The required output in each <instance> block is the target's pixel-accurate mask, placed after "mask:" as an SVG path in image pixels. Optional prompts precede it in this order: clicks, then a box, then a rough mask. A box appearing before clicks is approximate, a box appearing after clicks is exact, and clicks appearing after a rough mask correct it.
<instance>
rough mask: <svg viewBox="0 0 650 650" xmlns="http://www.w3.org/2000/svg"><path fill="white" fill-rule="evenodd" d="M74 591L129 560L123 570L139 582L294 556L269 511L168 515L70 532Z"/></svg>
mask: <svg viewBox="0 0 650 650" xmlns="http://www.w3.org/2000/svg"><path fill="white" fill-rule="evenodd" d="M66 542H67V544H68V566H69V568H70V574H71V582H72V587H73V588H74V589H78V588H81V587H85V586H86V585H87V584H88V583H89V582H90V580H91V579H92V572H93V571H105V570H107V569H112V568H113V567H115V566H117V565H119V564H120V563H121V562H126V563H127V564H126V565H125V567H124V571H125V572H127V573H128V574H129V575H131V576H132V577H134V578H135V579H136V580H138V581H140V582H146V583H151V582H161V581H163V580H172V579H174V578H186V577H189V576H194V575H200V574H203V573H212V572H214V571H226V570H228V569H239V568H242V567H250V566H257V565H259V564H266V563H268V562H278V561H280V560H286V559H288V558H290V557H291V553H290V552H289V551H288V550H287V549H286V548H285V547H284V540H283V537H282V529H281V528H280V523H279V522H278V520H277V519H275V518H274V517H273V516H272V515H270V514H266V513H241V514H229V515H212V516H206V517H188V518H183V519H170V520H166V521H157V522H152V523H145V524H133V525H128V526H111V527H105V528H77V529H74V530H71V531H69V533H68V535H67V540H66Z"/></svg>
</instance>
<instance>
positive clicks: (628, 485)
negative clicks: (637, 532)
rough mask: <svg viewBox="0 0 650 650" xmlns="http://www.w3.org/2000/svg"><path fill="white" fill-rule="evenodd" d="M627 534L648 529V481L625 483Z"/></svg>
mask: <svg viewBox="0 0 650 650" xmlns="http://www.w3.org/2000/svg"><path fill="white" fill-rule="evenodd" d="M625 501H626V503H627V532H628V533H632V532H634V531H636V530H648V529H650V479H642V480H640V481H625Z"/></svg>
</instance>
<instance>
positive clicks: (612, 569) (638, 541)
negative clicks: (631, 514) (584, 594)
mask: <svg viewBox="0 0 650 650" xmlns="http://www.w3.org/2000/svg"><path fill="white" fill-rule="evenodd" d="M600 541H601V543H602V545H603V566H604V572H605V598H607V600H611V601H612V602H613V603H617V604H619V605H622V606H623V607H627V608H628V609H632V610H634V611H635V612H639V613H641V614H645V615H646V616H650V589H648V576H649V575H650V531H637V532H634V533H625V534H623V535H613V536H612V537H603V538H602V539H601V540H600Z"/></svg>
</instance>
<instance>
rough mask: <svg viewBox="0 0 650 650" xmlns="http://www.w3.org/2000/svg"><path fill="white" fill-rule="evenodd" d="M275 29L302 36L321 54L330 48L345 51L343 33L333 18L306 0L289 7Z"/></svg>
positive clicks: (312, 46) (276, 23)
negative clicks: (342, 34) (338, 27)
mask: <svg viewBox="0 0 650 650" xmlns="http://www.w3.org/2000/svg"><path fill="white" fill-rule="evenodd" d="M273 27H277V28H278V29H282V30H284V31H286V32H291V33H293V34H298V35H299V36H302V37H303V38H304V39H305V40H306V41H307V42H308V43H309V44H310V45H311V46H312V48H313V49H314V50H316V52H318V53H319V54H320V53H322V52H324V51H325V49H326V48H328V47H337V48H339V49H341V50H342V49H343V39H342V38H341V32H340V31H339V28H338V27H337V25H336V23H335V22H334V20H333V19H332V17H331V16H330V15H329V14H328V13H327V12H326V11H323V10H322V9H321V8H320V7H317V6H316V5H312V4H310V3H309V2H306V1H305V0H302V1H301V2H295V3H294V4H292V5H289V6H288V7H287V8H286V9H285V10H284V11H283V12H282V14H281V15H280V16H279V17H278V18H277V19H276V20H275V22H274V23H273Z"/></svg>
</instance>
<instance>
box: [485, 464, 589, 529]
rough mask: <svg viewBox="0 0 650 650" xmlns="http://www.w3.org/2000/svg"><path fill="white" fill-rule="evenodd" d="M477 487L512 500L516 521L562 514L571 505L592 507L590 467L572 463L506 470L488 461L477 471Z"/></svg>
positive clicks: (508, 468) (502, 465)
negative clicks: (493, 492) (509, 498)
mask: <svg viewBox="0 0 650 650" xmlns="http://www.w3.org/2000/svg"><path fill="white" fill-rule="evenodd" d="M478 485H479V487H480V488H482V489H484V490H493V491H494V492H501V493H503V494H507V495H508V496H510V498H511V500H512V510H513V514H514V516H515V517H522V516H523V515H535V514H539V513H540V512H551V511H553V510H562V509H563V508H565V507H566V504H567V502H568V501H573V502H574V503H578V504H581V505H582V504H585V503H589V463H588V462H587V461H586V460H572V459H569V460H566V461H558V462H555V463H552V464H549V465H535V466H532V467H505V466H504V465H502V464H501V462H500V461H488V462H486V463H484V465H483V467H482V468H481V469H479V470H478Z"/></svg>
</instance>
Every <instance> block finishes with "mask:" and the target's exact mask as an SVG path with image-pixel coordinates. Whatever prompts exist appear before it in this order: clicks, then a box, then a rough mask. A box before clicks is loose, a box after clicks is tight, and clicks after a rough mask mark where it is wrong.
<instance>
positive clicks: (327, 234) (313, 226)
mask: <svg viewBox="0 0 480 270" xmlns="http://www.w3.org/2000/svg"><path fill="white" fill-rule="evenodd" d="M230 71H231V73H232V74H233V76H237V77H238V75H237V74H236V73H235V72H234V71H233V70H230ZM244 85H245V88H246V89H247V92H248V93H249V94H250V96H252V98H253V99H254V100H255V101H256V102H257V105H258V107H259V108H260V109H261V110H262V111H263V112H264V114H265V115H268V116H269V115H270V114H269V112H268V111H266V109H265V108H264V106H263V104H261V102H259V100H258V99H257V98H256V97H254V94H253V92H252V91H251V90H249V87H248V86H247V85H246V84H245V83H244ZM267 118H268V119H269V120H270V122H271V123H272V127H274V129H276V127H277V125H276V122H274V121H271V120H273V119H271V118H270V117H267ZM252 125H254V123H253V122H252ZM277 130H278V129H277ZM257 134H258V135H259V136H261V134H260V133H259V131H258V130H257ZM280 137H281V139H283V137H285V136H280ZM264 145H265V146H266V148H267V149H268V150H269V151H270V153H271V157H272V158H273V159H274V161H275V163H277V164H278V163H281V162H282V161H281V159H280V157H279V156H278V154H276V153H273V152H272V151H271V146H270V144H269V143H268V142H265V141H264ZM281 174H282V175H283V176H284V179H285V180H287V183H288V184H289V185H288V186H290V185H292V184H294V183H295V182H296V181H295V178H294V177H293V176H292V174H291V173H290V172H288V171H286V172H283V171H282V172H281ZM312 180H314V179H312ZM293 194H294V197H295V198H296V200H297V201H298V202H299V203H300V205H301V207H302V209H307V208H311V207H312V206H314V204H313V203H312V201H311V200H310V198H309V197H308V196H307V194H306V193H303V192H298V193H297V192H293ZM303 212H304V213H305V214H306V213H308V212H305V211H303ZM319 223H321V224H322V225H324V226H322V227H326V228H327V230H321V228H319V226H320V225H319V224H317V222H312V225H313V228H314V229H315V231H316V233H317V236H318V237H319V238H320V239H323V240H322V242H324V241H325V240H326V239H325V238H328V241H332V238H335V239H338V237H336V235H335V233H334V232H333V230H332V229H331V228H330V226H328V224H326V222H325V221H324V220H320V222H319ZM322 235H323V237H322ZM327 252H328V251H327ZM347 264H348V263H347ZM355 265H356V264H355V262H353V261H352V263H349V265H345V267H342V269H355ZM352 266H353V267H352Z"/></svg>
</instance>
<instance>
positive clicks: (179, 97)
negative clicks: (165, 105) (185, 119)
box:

» What is being asked
Update the rows from the start through the line containing "591L129 560L123 570L139" by replacing "rough mask" with "coarse mask" and leaving everything else unchanged. Give back only those lines.

» Solution for this task
The required output in each <instance> block is the target's pixel-accurate mask, placed after "mask:" as an SVG path in image pixels. Optional prompts precede it in this order: clicks, then a box, then a coarse mask. A box appearing before clicks is approximate, a box appearing after clicks is exact, and clicks appearing after a coarse mask correct it.
<instance>
coarse mask: <svg viewBox="0 0 650 650" xmlns="http://www.w3.org/2000/svg"><path fill="white" fill-rule="evenodd" d="M74 591L129 560L123 570L139 582L294 556L269 511L168 515L70 532Z"/></svg>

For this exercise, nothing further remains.